## WORK TO COMPLETE:
Find the line containing "Tag every white". Reproduce it and every line after it up to the end of the records, exactly as written.

[Phrase grounding data]
· · · ·

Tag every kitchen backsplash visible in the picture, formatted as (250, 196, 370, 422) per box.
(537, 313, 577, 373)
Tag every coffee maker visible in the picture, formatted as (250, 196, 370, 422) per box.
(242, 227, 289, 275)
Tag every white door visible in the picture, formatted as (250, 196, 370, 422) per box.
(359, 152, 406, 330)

· · · ·

## WRITTEN ANSWER:
Tag every white door visible in the picture, formatted as (250, 196, 370, 422) per box.
(359, 152, 406, 330)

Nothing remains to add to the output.